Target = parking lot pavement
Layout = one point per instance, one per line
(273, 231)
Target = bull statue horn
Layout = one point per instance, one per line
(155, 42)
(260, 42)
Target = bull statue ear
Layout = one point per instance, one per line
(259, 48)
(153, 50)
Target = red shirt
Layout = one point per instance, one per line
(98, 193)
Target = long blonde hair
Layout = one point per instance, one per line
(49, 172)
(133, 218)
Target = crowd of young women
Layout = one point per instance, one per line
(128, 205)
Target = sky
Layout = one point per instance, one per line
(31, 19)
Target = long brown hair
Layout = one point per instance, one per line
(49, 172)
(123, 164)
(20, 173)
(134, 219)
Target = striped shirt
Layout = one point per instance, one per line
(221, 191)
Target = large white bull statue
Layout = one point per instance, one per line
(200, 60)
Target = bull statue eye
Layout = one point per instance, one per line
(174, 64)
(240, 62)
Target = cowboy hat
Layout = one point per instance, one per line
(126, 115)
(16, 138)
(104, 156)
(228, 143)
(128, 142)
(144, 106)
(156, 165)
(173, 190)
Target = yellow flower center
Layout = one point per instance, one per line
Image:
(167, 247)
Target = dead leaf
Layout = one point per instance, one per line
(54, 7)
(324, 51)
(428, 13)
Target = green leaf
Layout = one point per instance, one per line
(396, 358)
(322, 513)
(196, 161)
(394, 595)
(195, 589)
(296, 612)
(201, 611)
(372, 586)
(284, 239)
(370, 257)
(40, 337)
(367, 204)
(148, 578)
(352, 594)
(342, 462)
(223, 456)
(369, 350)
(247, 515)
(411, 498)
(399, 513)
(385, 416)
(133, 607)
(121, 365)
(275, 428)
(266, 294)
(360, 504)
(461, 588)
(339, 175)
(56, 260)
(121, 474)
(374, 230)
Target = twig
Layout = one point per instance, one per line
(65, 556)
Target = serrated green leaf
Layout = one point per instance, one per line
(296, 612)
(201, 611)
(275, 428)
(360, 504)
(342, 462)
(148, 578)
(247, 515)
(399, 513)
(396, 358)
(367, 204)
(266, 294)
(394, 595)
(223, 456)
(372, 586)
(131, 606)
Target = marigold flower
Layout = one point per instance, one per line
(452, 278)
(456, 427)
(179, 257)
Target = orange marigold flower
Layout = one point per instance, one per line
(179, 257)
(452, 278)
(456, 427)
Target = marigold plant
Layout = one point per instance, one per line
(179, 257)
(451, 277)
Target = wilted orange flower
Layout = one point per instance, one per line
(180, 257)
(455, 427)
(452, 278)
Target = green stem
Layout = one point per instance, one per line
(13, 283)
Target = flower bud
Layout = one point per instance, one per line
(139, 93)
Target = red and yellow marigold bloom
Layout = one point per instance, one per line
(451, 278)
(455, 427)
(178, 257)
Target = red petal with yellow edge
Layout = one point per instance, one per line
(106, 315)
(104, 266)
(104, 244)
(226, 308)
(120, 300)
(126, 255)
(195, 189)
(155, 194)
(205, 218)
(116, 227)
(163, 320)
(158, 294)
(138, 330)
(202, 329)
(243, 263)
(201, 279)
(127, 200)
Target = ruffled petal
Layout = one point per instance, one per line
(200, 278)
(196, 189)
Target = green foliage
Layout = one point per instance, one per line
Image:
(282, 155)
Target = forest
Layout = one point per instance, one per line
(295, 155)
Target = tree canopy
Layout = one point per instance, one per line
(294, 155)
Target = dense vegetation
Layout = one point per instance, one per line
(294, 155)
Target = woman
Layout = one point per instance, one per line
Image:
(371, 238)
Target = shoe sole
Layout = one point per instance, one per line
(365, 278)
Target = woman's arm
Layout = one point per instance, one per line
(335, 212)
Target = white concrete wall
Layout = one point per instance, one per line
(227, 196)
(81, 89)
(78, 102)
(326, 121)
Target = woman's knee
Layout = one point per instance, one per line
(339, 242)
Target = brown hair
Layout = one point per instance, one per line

Task requirements -> Find out how many lines in the data above hold the word "long". Write only the number.

Solution to this problem -> 2